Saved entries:
## Start

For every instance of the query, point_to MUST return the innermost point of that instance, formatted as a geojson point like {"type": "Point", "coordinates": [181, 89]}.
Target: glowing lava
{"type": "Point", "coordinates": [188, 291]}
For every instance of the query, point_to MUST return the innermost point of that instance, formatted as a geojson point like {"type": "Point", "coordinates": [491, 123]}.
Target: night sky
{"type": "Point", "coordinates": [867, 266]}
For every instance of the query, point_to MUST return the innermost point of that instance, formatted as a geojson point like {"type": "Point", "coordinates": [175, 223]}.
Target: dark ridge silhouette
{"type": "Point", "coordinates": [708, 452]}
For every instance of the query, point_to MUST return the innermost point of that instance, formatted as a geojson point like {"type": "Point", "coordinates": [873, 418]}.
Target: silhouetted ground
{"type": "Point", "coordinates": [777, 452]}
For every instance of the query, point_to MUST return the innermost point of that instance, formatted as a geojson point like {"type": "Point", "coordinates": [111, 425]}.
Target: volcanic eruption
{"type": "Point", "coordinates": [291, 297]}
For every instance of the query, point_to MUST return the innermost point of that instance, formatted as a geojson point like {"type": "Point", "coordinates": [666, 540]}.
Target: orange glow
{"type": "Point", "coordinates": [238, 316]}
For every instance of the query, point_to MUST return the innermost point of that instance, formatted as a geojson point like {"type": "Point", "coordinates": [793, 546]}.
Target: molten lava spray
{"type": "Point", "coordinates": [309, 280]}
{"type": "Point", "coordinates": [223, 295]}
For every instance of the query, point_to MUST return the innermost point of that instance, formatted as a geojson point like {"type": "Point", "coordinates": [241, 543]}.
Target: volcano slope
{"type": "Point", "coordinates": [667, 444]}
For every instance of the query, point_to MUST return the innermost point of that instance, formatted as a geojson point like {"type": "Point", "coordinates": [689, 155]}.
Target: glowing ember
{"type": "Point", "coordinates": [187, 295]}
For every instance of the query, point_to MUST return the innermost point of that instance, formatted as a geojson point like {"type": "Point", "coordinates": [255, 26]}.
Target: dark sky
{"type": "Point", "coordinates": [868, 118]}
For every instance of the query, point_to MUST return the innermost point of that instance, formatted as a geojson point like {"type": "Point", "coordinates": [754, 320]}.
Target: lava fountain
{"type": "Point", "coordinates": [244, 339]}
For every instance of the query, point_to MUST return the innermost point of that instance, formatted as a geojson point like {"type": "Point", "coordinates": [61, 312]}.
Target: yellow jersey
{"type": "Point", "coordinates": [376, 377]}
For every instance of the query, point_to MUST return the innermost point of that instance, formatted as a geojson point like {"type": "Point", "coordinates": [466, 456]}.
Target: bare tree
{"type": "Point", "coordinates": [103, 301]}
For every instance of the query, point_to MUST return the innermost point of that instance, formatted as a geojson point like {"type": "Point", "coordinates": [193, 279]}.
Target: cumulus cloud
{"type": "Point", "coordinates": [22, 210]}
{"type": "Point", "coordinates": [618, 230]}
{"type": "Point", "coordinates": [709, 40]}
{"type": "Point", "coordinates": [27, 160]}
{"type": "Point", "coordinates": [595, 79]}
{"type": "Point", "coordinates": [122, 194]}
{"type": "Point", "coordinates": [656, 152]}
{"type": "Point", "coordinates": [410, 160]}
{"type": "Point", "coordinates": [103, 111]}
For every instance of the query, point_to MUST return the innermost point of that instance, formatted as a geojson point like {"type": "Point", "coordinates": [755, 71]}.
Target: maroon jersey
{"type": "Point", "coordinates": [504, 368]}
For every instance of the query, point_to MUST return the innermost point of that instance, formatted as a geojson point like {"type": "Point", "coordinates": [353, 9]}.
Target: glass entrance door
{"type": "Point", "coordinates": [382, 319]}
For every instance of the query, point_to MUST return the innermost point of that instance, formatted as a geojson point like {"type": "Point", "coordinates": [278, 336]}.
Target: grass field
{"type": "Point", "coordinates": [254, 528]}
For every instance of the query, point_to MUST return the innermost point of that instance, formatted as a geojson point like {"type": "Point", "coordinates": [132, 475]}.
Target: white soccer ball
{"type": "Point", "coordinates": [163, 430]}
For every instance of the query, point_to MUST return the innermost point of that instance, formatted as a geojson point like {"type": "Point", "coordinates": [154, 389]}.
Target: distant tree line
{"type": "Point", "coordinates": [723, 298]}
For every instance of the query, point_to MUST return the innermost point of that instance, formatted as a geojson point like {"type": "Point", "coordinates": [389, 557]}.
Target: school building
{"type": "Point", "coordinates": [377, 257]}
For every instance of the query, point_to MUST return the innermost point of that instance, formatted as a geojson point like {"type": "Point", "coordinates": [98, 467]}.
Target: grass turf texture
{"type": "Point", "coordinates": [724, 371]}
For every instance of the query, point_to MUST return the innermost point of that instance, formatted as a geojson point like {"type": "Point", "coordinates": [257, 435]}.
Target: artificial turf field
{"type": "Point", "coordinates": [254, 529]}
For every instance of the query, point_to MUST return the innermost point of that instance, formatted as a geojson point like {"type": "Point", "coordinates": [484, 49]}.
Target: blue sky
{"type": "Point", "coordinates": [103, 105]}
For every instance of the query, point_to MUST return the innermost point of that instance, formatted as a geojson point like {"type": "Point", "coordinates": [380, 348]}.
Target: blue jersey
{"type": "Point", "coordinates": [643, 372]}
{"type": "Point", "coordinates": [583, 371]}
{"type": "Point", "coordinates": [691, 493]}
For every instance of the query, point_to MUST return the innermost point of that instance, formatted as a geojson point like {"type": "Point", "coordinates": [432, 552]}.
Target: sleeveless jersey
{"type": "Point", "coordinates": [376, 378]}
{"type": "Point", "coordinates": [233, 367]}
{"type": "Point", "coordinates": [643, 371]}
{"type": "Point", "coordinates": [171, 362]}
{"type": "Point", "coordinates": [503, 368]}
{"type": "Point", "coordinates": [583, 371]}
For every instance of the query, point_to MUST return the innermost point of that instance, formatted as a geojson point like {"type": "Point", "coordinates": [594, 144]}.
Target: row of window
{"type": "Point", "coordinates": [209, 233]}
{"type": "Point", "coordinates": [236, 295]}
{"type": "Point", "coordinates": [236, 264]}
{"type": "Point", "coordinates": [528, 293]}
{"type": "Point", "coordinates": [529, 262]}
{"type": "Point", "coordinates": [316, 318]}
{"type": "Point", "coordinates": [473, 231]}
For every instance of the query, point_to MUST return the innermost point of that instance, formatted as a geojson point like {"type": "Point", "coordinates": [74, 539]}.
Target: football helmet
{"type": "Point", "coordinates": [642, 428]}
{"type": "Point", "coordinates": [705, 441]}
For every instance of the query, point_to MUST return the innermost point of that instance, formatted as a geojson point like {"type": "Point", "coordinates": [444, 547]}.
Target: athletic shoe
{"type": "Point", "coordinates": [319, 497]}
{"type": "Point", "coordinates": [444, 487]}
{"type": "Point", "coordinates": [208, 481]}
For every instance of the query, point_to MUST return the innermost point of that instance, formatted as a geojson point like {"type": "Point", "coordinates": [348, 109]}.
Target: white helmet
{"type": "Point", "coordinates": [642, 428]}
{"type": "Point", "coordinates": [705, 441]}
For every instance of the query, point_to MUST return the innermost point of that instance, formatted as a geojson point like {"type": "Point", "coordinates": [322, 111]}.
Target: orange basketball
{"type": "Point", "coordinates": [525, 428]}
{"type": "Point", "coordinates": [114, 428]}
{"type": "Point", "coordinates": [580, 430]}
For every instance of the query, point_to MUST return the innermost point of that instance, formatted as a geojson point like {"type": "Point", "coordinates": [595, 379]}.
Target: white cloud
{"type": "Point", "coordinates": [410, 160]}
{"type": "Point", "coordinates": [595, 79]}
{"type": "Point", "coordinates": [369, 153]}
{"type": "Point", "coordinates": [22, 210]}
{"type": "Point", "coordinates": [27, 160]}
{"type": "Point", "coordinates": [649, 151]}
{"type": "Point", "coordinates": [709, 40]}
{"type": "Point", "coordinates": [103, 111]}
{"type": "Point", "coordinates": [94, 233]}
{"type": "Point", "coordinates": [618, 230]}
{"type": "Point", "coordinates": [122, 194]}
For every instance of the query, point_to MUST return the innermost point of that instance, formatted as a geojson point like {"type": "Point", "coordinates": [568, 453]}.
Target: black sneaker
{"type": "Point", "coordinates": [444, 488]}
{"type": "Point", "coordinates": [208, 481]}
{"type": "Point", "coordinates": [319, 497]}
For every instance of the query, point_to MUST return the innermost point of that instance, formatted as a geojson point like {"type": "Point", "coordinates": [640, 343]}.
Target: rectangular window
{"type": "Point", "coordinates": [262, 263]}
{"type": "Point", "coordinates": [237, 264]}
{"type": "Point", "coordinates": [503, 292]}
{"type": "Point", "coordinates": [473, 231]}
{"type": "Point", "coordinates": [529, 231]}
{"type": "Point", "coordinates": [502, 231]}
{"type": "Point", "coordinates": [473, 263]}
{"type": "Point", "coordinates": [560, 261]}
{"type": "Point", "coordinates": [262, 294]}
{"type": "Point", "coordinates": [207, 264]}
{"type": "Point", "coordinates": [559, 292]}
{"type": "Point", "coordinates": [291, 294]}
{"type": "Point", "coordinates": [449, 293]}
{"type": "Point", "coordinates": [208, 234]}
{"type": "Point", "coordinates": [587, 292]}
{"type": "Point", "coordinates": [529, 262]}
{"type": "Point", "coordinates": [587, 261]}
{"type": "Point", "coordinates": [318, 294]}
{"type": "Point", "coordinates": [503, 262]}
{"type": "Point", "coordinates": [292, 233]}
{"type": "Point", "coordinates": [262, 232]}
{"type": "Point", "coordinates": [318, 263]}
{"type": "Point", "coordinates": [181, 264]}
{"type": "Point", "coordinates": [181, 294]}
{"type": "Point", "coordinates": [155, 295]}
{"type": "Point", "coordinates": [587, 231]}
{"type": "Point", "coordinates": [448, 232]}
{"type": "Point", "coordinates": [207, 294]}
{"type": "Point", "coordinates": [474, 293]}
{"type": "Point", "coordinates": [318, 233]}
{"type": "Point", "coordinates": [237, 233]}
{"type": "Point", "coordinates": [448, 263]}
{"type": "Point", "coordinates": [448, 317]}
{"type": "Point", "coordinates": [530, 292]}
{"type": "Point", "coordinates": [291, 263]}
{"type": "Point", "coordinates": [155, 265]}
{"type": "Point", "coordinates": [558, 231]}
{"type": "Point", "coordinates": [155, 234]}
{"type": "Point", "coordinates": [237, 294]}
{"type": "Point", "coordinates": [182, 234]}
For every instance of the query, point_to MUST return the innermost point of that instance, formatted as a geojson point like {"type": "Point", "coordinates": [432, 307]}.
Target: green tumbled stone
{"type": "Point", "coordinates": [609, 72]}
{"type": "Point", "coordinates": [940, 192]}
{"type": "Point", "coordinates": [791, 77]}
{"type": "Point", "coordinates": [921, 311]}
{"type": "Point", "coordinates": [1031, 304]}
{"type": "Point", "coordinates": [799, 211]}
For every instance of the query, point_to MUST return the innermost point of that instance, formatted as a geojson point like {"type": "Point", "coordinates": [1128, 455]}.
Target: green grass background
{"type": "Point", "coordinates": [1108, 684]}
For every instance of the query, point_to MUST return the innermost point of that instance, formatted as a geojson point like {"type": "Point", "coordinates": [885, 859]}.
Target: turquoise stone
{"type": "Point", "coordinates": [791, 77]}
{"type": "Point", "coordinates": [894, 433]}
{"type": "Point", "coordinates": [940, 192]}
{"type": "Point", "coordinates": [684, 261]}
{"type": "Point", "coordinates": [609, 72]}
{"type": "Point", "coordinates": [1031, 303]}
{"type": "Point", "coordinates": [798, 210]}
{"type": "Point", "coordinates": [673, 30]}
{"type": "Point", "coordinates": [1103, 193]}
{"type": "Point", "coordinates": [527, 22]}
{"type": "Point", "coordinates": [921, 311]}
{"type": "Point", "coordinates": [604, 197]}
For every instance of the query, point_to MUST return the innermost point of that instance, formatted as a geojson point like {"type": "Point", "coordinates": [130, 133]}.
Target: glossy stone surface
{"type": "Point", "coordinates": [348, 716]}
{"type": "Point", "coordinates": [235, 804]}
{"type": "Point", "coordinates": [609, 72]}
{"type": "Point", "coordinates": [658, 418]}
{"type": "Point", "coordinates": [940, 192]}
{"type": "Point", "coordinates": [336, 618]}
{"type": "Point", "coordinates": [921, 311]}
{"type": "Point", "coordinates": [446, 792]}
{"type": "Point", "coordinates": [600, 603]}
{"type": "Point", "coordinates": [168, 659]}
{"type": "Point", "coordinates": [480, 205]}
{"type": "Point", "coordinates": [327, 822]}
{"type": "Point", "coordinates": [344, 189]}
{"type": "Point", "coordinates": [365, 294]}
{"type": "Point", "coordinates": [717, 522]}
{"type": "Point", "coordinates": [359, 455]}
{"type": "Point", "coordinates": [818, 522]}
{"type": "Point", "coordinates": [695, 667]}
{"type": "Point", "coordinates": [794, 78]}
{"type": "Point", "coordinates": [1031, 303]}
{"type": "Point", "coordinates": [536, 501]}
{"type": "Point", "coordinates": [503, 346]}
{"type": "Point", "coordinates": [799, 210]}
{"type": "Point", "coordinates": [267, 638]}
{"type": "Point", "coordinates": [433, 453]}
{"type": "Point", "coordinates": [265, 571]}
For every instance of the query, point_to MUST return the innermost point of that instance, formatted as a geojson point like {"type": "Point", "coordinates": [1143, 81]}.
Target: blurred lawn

## End

● **PROBLEM**:
Please find every line in the entries above that contains the string "helmet" and copy each one out. Case counts.

● **ANSWER TO THIS PROBLEM**:
Target: football helmet
Target: white helmet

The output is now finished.